◆ EXERCISE MATERIALS ◆
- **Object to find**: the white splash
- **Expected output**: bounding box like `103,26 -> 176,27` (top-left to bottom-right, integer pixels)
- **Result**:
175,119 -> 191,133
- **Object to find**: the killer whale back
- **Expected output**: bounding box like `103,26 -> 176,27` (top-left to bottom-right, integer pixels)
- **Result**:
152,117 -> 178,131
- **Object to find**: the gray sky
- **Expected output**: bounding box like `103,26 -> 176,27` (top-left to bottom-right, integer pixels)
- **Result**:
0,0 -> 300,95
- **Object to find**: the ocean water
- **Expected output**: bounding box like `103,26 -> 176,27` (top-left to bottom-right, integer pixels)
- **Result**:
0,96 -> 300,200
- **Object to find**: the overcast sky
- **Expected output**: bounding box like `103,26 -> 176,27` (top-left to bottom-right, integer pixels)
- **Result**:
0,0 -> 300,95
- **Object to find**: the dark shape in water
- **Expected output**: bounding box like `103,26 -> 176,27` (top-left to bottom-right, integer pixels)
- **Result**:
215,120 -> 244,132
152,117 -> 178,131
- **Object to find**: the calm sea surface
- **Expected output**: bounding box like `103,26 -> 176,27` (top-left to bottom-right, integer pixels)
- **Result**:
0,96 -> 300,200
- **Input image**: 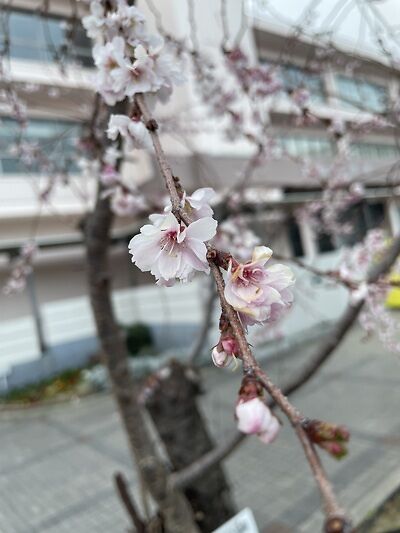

◆ PROBLEM DESCRIPTION ◆
Reproduce every one of the records above word for word, leaving the pictures out.

◆ FINISHED ANSWER ◆
- **Object to find**: the white splash
- **Expected output**: bounding box like `103,26 -> 176,27` (top-left to bottom-right, integer pixels)
- **Result**:
175,119 -> 191,133
- **Object to find**: the killer whale back
- **Expected output**: bounding box like `103,26 -> 176,27` (top-left to bottom-right, integer pixels)
- **Result**:
152,117 -> 178,131
- **Object to find**: the gray sky
- **Expected output**: bounding box like `103,26 -> 176,27` (top-left to bottom-right, integer pixels)
- **Result**:
0,0 -> 300,95
- **Object to find**: the ocean water
- **Expected output**: bounding box like `103,26 -> 176,27` (top-left to bottom-right, integer pixels)
- **Result**:
0,96 -> 300,200
- **Object to find**: the overcast sky
- **Expected output**: bounding box like `103,26 -> 176,27` (top-left to bottom-right, integer pixels)
- **Result**:
0,0 -> 300,95
- **Object to find**: the dark shape in water
- **Expected output**: bounding box like `103,26 -> 176,27` (top-left to bottom-right, integer pixels)
- **Result**:
215,120 -> 244,132
152,117 -> 178,131
- **Object to find**: the calm sea surface
- **Expected output**: bounding box like `103,26 -> 176,27` (top-left to bottom-right, integer pixels)
- **Result**:
0,96 -> 300,200
- **Input image**: 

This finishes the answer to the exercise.